SELECTED EXTRACT ▸
------------------------------------------------
Travin Dural

No. 14
- Position: Wide receiver

Personal information
- Born: November 19, 1993 (age 32) Breaux Bridge, Louisiana, U.S.
- Listed height: 6 ft 2 in (1.88 m)
- Listed weight: 192 lb (87 kg)

Career information
- High school: Breaux Bridge (LA)
- College: LSU
- NFL draft: 2017: undrafted

Career history
- New Orleans Saints (2017–2018); Winnipeg Blue Bombers (2020)*;
- * Offseason and/or practice squad member only
- Stats at Pro Football Reference

= Travin Dural =

American gridiron football player (born 1993)

Travin Dural (born November 19, 1993) is an American former football wide receiver. He played college football at LSU.

==Early life==
Dural attended Breaux Bridge High School in Breaux Bridge, Louisiana. As a senior, he had 42 receptions for 902 yards and 19 touchdowns. Also a standout in track & field, Dural claimed the 200-meter title at state high school meet with a time of 21.54 seconds, and was part of state champion relay team in the 4x200 (1:26.31). Dural was rated by Rivals.com as a four-star recruit. He committed to Louisiana State University (LSU) to play college football.

==College career==
Dural missed his freshman season in 2012, due to a torn meniscus. He returned from the injury in 2013. Playing behind starters Jarvis Landry and Odell Beckham Jr., Dural played in 12 games, recording seven receptions for 145 yards and two touchdowns. In 2014, he became a starter for the first time. He played in 12 games, recording 37 receptions for 758 yards and seven touchdowns. After the season, he considered entering the 2015 NFL draft, but opted to return to LSU for the 2016 season.
------------------------------------------------
DATA SUPPLIED ▸
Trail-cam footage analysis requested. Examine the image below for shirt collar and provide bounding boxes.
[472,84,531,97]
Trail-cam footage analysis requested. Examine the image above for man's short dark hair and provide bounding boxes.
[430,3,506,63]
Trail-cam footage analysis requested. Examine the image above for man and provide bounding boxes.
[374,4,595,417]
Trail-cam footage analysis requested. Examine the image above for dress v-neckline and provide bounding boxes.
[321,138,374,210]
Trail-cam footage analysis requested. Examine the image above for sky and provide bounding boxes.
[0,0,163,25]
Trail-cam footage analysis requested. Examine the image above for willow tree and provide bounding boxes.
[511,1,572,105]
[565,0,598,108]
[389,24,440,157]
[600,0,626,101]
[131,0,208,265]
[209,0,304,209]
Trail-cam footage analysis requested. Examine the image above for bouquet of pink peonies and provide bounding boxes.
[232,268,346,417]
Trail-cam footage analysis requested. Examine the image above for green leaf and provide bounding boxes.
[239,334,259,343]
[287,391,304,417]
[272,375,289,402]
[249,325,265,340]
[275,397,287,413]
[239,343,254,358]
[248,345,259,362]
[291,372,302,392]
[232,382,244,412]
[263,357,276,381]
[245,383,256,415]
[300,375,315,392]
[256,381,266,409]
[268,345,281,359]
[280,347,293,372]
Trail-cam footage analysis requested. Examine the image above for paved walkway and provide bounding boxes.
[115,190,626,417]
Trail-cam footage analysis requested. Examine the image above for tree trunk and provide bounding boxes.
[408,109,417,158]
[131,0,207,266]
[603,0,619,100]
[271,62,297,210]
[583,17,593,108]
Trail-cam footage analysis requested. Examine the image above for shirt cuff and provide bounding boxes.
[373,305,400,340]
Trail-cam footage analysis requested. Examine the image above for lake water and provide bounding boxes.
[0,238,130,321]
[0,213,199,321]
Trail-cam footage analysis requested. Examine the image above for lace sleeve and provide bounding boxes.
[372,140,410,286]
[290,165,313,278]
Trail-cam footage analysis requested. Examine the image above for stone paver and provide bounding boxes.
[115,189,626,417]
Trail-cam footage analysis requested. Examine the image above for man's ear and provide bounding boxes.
------------------------------------------------
WHAT YOU HAVE TO DO ▸ Can you carry on the Travin Dural article from its last sentence?

ANSWER FOR THE TASK ▸
==Professional career==

Pre-draft measurables
| Height | Weight | Arm length | Hand span | 40-yard dash | 10-yard split | 20-yard split | 20-yard shuttle | Three-cone drill | Vertical jump | Broad jump |
| 6 ft 0+3⁄4 in (1.85 m) | 202 lb (92 kg) | 32 in (0.81 m) | 9 in (0.23 m) | 4.57 s | 1.53 s | 2.70 s | 4.55 s | 7.29 s | 30.5 in (0.77 m) | 9 ft 8 in (2.95 m) |
All values from NFL Combine

===New Orleans Saints===
Dural signed with the New Orleans Saints as an undrafted free agent on May 1, 2017. He was placed on the non-football injury list on July 19, 2017. He was waived on September 2, 2017, and was signed to the Saints' practice squad the next day. He signed a reserve/future contract with the Saints on January 16, 2018.

In training camp, Dural suffered a broken humerus and was placed on injured reserve on July 31, 2018.

Dural was waived during final roster cuts on August 30, 2019.

===Winnipeg Blue Bombers===
Dural signed a futures contract with the Winnipeg Blue Bombers of the Canadian Football League (CFL) on November 2, 2019. After the CFL canceled the 2020 season due to the COVID-19 pandemic, Dural chose to opt-out of his contract with the Blue Bombers on August 27, 2020.